**Requirement**. Render every line of the items below as a string in one JSON list, skipping blank lines and leaving the pictures out.

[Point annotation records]
= = =

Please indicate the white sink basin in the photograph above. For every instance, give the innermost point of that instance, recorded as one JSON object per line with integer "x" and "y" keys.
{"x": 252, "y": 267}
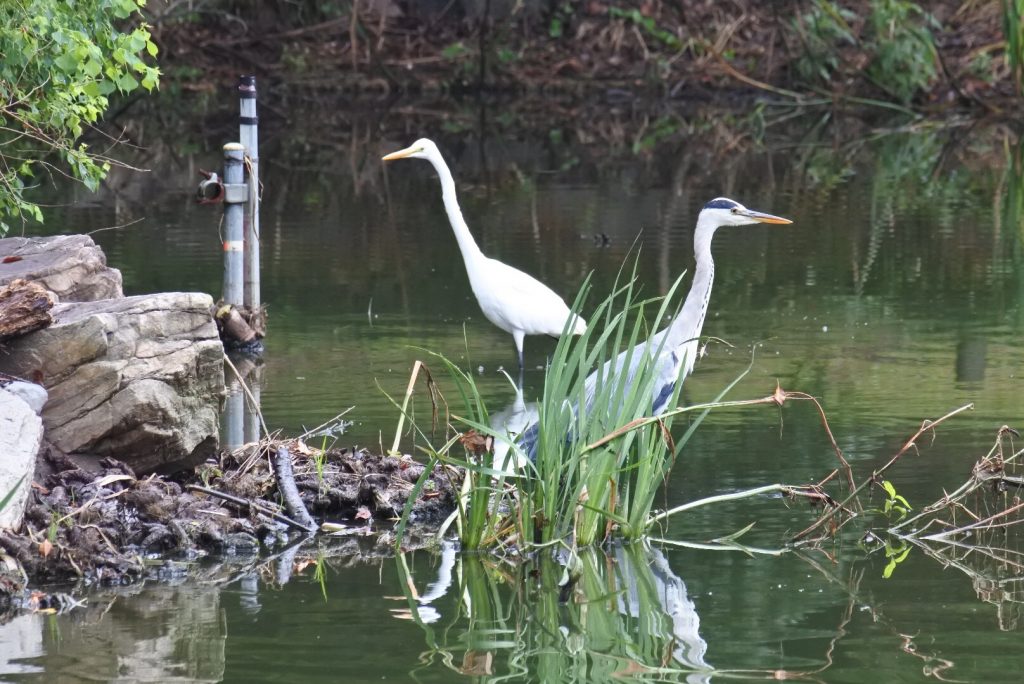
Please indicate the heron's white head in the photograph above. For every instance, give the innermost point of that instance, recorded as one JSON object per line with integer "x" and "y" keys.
{"x": 723, "y": 211}
{"x": 422, "y": 148}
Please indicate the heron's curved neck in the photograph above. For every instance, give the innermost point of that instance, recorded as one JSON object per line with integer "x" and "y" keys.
{"x": 688, "y": 324}
{"x": 462, "y": 234}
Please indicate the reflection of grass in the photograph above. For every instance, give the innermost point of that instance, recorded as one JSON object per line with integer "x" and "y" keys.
{"x": 613, "y": 617}
{"x": 599, "y": 457}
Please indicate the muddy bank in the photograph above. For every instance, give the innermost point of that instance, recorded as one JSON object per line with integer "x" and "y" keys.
{"x": 107, "y": 525}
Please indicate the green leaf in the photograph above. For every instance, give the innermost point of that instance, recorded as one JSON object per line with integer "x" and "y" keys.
{"x": 127, "y": 83}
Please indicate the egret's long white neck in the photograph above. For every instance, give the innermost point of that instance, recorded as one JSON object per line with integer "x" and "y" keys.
{"x": 462, "y": 234}
{"x": 688, "y": 324}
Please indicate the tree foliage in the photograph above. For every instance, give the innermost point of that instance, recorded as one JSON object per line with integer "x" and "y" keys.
{"x": 59, "y": 62}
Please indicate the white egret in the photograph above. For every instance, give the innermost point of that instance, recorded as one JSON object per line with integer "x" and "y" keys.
{"x": 676, "y": 345}
{"x": 514, "y": 301}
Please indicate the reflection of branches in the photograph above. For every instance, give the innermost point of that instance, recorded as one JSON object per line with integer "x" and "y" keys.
{"x": 934, "y": 666}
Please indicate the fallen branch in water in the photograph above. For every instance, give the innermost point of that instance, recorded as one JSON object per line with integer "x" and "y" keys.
{"x": 253, "y": 505}
{"x": 289, "y": 492}
{"x": 911, "y": 442}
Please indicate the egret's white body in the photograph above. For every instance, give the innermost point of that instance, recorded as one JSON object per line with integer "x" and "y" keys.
{"x": 514, "y": 301}
{"x": 675, "y": 347}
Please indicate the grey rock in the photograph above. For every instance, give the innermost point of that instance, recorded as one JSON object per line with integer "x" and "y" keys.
{"x": 72, "y": 266}
{"x": 30, "y": 392}
{"x": 139, "y": 378}
{"x": 20, "y": 435}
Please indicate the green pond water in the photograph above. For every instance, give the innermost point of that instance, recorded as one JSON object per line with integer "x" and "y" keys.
{"x": 894, "y": 297}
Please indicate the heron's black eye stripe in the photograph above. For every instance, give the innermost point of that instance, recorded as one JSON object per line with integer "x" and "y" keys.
{"x": 720, "y": 203}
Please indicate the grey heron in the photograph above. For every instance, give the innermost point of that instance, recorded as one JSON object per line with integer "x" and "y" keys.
{"x": 675, "y": 345}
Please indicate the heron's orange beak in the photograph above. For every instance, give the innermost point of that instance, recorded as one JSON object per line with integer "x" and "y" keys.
{"x": 401, "y": 154}
{"x": 764, "y": 218}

= = =

**Result for this exercise**.
[
  "Please indicate the white sink basin in the photograph above. For every instance, give the innermost point of that instance, recorded as one JSON object per line with integer \"x\" and \"y\" keys.",
  "{\"x\": 252, \"y\": 267}",
  "Please indicate the heron's white head in the photograph above. For every instance, give the innermost point of that instance, recorded as one JSON object per line with integer \"x\" and \"y\" keys.",
  "{\"x\": 723, \"y\": 211}",
  "{\"x\": 422, \"y\": 148}",
  "Please indicate the heron's curved neck in the photograph above. For every instance, give the innermost point of that instance, recorded as one JSON object per line with integer \"x\" and \"y\" keys.",
  "{\"x\": 688, \"y\": 324}",
  "{\"x\": 462, \"y\": 234}",
  "Please indicate the reflection of grass in the photograph above. For every instance, give the innermost point of that instance, recorded as one JSON object per line with integer \"x\" and \"y\" keys.",
  "{\"x\": 613, \"y\": 617}",
  "{\"x\": 599, \"y\": 457}",
  "Please indicate the muddy bank in the photograph above. For every instance, give the innermost point of that instance, recorded as one JSON object per line with integer \"x\" and \"y\" keys.",
  "{\"x\": 107, \"y\": 525}",
  "Please indicate the green leaf in the photograph above. For every instance, give the innermost point of that instance, recorded as one JSON object per line with integer \"x\" and \"y\" keys.",
  "{\"x\": 127, \"y\": 83}",
  "Please indicate the egret's long white neck in the photograph above. For every instance, give the innermost point of that instance, recorded as one JSON object per line with integer \"x\" and \"y\" keys.",
  "{\"x\": 462, \"y\": 234}",
  "{\"x\": 688, \"y\": 324}",
  "Please indicate the tree foliage in the photograph above. For every instance, give the innermost point of that instance, recorded as one JSON object per line with integer \"x\" and \"y\" keys.",
  "{\"x\": 59, \"y\": 62}",
  "Please indicate the white egret in the photograph above. For every instance, give the innermost point of that instance, recorded as one JSON object per line with integer \"x\" and \"y\" keys.",
  "{\"x\": 676, \"y\": 345}",
  "{\"x\": 514, \"y\": 301}",
  "Please indicate the reflection of branches in the photograph above. For every instance, give the innermost point of that instance, recorded as one JSON object per line with integer \"x\" and \"y\" keys.",
  "{\"x\": 934, \"y\": 666}",
  "Please indicate the fallen branch in water in the photograph above. For every instance, give the innermost point of that instance, recorded as one JSON object per line with integer \"x\" and \"y\" keys.",
  "{\"x\": 253, \"y\": 505}",
  "{\"x\": 289, \"y\": 492}",
  "{\"x\": 911, \"y\": 442}",
  "Please indicate the egret's white body in the photograph above. For every instance, give the innermost point of that instance, recorded as one JSON object per line with integer \"x\" and \"y\" keys.",
  "{\"x\": 514, \"y\": 301}",
  "{\"x\": 675, \"y\": 347}",
  "Please indicate the grey rock in the photograph above. For every instance, give the innermost point of that instance, recorded as one JSON object per line with integer \"x\" and \"y\" keys.",
  "{\"x\": 72, \"y\": 266}",
  "{\"x\": 30, \"y\": 392}",
  "{\"x\": 139, \"y\": 378}",
  "{\"x\": 20, \"y\": 435}",
  "Please indicate the green pond water in the photograph above. For every instance, give the innermost point of that instance, recorded as one JSON object per line with integer \"x\" and \"y\" keys.",
  "{\"x\": 894, \"y\": 297}",
  "Please indicate the heron's black eye stripe in the photograph above. For every instance, give the innermost point of that instance, recorded as one JSON object per line with integer \"x\" and \"y\" keys.",
  "{\"x\": 720, \"y\": 203}",
  "Please indicate the grey heron in the photograph above. For every instance, give the innermost point of that instance, recorded as one JSON object per line with integer \"x\" and \"y\" keys.",
  "{\"x\": 675, \"y\": 345}",
  "Please indicate the heron's orange beak in the photograph above. For every instance, give the innermost point of that instance, recorded as one JSON object per line with integer \"x\" and \"y\" keys.",
  "{\"x\": 401, \"y\": 154}",
  "{\"x\": 764, \"y\": 218}"
]